WORK REQUIRED
Both the line below containing "Keypoint guideline: for each instance of the barred" and the line containing "Keypoint guideline: for each instance of the brown", along with every line between them, should be repeated exactly; no other line belongs in the answer.

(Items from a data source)

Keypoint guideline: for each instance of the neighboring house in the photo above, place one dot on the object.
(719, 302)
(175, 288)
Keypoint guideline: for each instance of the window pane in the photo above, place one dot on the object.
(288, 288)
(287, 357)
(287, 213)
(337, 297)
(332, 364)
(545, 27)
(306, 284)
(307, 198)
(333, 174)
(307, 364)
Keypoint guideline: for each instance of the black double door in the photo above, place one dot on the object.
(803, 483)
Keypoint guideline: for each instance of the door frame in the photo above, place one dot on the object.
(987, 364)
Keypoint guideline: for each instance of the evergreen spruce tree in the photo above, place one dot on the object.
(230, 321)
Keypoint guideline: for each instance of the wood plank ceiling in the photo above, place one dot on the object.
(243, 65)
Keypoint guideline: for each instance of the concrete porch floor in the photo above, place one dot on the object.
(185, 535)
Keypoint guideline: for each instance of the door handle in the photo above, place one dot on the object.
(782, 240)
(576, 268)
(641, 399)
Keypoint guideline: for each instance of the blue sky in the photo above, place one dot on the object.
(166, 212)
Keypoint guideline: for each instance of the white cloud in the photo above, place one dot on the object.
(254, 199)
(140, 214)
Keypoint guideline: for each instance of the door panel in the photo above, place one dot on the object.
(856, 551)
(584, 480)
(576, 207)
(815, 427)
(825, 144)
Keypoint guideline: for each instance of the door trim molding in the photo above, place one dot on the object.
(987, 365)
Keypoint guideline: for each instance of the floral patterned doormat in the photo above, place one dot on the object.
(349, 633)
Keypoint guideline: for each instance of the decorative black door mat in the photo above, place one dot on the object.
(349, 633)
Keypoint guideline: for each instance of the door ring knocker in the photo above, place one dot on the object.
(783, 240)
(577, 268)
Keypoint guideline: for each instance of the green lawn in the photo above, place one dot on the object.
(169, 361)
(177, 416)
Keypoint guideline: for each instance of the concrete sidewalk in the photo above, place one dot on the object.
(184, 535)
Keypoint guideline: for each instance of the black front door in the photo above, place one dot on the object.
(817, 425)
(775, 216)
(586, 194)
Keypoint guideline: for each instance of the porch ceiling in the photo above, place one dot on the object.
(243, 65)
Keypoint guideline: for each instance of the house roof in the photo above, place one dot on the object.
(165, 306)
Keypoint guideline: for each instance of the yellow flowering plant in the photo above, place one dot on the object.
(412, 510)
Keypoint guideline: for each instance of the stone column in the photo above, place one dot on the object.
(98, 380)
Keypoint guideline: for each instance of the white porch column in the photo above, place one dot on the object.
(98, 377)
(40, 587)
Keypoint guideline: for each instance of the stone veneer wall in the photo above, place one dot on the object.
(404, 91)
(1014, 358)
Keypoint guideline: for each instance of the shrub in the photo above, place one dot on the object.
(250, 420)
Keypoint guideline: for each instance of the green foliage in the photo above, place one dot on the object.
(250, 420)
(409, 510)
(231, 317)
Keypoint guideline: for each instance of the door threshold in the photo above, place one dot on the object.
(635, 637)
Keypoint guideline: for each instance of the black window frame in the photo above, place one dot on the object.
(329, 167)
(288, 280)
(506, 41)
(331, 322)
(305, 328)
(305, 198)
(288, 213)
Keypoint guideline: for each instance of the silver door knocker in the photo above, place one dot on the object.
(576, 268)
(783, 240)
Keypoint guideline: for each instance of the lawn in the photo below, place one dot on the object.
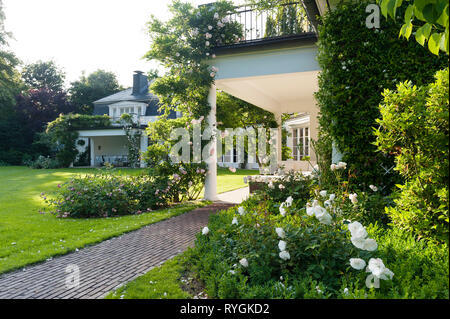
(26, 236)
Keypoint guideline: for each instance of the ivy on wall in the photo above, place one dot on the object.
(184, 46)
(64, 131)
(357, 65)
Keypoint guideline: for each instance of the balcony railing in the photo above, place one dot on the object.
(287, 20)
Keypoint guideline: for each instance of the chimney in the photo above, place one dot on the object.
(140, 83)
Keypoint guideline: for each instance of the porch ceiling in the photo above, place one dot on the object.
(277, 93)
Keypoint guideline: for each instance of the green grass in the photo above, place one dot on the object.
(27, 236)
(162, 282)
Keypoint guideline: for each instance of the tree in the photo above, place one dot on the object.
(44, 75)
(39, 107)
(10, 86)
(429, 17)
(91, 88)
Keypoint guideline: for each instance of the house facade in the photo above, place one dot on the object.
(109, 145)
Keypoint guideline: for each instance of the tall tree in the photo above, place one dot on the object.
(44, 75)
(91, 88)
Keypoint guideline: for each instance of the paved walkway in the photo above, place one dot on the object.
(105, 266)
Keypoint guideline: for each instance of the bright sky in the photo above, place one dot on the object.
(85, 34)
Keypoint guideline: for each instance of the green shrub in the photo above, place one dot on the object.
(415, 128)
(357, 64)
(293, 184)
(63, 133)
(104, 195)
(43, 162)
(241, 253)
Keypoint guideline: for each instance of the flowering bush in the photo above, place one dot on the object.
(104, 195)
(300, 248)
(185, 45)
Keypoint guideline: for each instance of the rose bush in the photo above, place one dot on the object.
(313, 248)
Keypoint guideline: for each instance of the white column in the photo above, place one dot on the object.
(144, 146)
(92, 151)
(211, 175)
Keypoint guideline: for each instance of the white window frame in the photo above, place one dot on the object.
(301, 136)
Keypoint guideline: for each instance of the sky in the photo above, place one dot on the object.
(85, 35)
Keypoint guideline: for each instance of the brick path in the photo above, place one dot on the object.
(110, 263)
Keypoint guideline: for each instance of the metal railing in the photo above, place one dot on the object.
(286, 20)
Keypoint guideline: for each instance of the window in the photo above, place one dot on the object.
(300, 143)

==

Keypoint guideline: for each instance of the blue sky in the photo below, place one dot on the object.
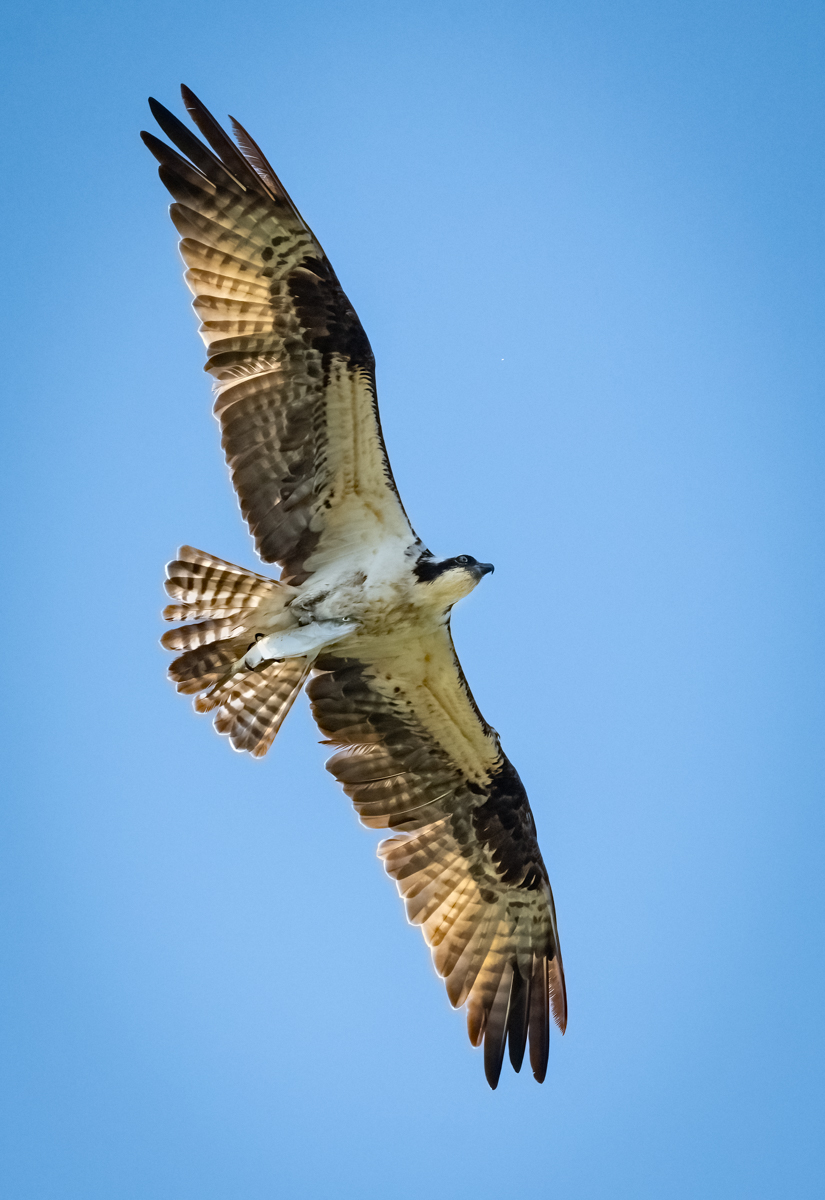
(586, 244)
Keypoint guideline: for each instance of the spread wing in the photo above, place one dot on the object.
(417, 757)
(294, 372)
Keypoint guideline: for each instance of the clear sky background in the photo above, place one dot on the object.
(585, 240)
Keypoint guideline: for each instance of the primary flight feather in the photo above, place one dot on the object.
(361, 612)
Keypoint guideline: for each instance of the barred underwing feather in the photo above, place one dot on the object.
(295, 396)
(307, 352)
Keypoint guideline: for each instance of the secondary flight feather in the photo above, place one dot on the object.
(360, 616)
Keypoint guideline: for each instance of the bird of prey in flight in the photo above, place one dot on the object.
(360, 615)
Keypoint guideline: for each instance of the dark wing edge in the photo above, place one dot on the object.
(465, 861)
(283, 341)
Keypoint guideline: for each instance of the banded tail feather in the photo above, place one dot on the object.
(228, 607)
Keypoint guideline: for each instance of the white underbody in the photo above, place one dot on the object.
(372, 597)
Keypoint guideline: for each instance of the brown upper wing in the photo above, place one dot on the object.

---

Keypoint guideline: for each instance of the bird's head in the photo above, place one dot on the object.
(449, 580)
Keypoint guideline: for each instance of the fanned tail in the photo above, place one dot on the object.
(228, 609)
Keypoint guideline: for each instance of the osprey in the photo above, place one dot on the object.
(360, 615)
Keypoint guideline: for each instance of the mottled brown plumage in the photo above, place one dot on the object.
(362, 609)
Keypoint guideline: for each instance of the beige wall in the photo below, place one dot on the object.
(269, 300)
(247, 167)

TASK SOLUTION
Keypoint guideline: for each instance of the barred underwing feather in the photo above, place one dot on the object.
(295, 396)
(307, 352)
Keypoint guideline: for each instance of the secondary flight feather in the photo above, place one dot on the object.
(360, 616)
Keypoint guideline: for each instance of the bird of prey in flight in the photo above, place one dot on the object.
(360, 615)
Keypoint guideline: for each instance of the dark wing edge in the photo above, place one dot on the object.
(465, 861)
(283, 341)
Keypoint guideline: for each instance of the banded tail feather in the photo above, place one dot on the object.
(228, 607)
Keypoint guideline: for each instance of the white underbody in the photo above, place one dot on the object.
(372, 597)
Keypoint guideline: for each instance of the brown upper wing in the photo above, place one dot on the object.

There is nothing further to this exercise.